#### Seção do documento
Bruno Tolentino, vencedor do Jabuti de poesia

Nesta terça, liga-me cedo o Martim para dizer que assistira à apuração dos votos do Prêmio Jabuti e que Bruno Tolentino ganhou o de poesia. Mas como, segundo as regras da Câmara Brasileira do Livro, autor falecido ganha mas não leva, o primeiro lugar foi transformado em homenagem póstuma.

Na segunda tivemos uma bela homenagem a Bruno Tolentino aqui no Rio, na livraria DaConde. Para quem não pôde ir, eis-me aí recitando o que recitei naquela noite.

Pedro lendo Bruno Tolentino

Leitura de “E lhe cantei então este acalanto”: 3m04s

[audio:acalanto.mp3]

Endechas a Bárbara escrava

Luís de Camões

Aquela cativa
que me tem cativo,
porque nela vivo
já não quer que viva.
Eu nunca vi rosa
em suaves molhos,
que para meus olhos
fosse mais fermosa.

Nem no campo flores,
nem no céu estrelas
me parecem belas
como os meus amores.
Rosto singular,
olhos sossegados,
pretos e cansados,
mas não de matar.

Uma graça viva,
que neles lhe mora,
para ser senhora
de quem é cativa.
Pretos os cabelos,
onde o povo vão
perde opinião
que os louros são belos.

Pretidão de Amor,
tão doce a figura,
que a neve lhe jura
que trocara a cor.
Leda mansidão,
que o siso acompanha;
bem parece estranha,
mas bárbara não.

Presença serena
que a tormenta amansa;
nela, enfim, descansa
toda a minha pena.
Esta é a cativa
que me tem cativo;
e, pois nela vivo,
é força que viva.

Leitura e comentário: 2m16s
[audio:endechas.mp3]

Obra completa de Camões

Uma das coisas que mais gosto neste poema de Camões é como ele parece que poderia ter sido escrito hoje. Nas duas edições que tenho dele, a da Imprensa Nacional-Casa da Moeda, e na antologia preparada pelo professor Massaud Moisés, apenas uma palavra aparece grafada à moda quinhentista: “fermosa” no lugar de “formosa”. Normalmente também esperaríamos ver “pera” no lugar de “para”, mas não disputarei com estes editores. E não me incomodaria, para falar a verdade, a modernização de “fermosa”.
########
Exercício 1 |
Extraia do texto sobre Bruno Tolentino e o poema de Camões tudo o que vai de "Na segunda tivemos" até "recitei naquela noite.", sem nenhuma alteração.
Exercício 2 |
Reúna todas as linhas das entradas que contêm a palavra "bush", levando em conta a diferença entre maiúsculas e minúsculas.
#### Trechos das entradas
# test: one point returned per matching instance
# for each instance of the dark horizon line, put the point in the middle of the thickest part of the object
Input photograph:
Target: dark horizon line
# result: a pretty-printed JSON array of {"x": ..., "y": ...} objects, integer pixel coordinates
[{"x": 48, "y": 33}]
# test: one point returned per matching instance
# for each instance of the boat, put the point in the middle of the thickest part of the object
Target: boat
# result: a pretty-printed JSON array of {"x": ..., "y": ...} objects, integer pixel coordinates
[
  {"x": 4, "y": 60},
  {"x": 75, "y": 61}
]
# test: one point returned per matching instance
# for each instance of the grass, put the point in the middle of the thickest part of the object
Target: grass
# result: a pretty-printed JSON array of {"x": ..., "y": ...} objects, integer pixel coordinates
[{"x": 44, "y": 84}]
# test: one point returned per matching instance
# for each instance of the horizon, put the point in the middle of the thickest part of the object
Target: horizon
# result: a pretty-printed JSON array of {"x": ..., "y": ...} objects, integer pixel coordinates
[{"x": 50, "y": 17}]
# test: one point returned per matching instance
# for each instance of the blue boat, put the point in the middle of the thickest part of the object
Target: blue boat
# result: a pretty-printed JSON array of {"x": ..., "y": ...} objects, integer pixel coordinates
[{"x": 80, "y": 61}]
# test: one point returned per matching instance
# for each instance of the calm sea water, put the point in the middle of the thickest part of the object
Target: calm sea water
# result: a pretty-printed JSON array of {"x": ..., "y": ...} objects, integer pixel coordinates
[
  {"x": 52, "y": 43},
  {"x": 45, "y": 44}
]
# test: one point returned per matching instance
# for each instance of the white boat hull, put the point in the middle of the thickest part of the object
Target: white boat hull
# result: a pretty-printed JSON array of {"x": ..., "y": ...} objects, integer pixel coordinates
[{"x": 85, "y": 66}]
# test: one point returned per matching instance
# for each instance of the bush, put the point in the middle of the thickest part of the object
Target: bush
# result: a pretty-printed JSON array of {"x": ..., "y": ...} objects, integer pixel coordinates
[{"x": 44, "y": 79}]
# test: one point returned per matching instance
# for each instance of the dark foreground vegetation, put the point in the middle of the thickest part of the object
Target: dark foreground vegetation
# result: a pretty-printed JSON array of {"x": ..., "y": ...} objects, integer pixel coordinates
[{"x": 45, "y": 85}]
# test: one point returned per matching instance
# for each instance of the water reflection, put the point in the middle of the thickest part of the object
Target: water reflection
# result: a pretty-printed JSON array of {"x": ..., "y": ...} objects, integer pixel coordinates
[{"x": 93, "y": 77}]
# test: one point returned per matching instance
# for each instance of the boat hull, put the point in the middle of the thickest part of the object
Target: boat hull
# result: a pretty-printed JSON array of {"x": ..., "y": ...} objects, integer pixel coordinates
########
Solução completa 1 |
Na segunda tivemos uma bela homenagem a Bruno Tolentino aqui no Rio, na livraria DaConde. Para quem não pôde ir, eis-me aí recitando o que recitei naquela noite.

Solução completa 2 |
# for each instance of the bush, put the point in the middle of the thickest part of the object
Target: bush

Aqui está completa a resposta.